::: AVAILABLE RECORDS

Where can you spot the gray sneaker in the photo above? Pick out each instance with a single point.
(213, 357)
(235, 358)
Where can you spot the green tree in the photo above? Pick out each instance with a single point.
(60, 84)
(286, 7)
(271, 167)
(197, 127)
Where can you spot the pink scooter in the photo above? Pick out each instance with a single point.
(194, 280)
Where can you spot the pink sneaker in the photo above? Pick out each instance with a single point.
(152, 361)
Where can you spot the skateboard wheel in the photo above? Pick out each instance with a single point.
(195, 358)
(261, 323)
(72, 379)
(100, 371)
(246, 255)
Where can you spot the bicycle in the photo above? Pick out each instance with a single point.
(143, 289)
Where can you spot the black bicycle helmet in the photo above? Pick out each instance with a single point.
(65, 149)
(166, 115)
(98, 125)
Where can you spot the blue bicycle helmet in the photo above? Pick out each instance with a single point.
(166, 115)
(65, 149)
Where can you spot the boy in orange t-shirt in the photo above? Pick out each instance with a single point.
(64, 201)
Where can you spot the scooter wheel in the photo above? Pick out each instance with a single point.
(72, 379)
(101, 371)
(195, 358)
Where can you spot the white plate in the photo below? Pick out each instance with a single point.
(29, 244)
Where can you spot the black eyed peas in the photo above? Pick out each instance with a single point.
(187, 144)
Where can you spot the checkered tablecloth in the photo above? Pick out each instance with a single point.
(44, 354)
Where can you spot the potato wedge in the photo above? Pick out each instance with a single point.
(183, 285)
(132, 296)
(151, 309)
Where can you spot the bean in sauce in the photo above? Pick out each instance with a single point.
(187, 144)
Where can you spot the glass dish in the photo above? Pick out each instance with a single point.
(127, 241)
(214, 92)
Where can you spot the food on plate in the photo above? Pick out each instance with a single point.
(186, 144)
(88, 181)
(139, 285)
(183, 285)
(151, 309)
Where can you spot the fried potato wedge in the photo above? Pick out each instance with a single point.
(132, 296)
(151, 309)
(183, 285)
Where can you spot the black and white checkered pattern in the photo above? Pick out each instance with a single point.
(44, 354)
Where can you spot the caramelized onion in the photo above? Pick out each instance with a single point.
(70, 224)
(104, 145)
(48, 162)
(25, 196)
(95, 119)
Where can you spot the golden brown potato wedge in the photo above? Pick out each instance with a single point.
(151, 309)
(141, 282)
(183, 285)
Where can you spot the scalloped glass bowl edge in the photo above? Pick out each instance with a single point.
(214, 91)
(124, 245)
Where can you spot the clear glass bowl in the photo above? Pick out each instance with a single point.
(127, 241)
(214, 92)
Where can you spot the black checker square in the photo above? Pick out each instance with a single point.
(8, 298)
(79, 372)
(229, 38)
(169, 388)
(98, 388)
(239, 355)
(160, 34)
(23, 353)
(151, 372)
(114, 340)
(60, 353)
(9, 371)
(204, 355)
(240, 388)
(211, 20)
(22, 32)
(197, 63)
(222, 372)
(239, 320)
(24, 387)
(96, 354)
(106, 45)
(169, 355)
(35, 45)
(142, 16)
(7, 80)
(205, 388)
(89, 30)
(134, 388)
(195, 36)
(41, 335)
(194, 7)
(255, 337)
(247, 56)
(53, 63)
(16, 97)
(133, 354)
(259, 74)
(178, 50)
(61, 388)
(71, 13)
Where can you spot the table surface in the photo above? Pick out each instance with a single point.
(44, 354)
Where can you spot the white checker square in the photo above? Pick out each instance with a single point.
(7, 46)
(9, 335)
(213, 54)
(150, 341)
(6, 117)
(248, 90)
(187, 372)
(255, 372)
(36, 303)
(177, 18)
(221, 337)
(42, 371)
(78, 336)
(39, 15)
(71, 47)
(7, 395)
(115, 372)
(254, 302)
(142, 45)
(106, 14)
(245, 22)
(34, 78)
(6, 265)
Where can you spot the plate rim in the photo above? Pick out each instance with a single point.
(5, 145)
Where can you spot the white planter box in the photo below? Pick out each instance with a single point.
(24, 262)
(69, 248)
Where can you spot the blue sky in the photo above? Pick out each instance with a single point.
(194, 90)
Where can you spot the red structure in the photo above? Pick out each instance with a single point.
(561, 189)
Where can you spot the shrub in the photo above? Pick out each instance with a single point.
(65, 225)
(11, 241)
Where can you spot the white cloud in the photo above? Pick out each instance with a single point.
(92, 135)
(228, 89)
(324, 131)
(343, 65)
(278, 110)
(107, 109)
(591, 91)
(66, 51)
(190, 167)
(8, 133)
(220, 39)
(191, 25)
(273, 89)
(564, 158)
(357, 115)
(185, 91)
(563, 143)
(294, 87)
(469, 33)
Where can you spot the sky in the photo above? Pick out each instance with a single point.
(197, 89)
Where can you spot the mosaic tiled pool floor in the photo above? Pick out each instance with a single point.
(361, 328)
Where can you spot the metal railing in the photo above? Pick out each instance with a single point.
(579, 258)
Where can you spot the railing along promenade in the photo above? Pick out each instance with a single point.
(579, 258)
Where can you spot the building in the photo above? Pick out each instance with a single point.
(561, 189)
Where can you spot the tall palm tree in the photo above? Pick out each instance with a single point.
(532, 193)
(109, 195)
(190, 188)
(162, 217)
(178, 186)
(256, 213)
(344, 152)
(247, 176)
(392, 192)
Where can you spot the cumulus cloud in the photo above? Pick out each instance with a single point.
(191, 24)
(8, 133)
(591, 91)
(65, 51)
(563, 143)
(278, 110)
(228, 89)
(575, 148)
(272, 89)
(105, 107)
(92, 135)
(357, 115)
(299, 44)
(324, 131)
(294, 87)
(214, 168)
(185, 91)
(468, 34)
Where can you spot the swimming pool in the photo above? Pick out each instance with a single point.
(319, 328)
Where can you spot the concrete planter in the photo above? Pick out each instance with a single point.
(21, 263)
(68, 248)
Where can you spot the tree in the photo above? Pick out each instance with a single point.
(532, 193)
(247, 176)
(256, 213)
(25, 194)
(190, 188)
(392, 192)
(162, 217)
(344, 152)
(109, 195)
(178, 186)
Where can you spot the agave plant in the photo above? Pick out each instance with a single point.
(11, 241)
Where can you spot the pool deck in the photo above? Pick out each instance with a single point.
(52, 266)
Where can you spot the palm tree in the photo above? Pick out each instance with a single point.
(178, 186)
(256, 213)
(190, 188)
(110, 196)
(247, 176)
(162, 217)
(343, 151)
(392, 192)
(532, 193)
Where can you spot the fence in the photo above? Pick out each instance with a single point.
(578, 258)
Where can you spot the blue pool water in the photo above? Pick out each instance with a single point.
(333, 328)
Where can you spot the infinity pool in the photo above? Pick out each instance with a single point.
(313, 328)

::::::

[YOUR OBJECTIVE]:
Set down only the line containing "Where can you spot the fence" and the lines after it through the end, exactly as they appear above.

[RESPONSE BELOW]:
Where can you spot the fence in the photo above? Pick out each instance with a single point.
(578, 258)
Where can you spot the blue pool water in the photo above? Pick out each instance with a single point.
(333, 328)
Where can you spot the infinity pool in the photo above? Pick out each instance with a single point.
(313, 328)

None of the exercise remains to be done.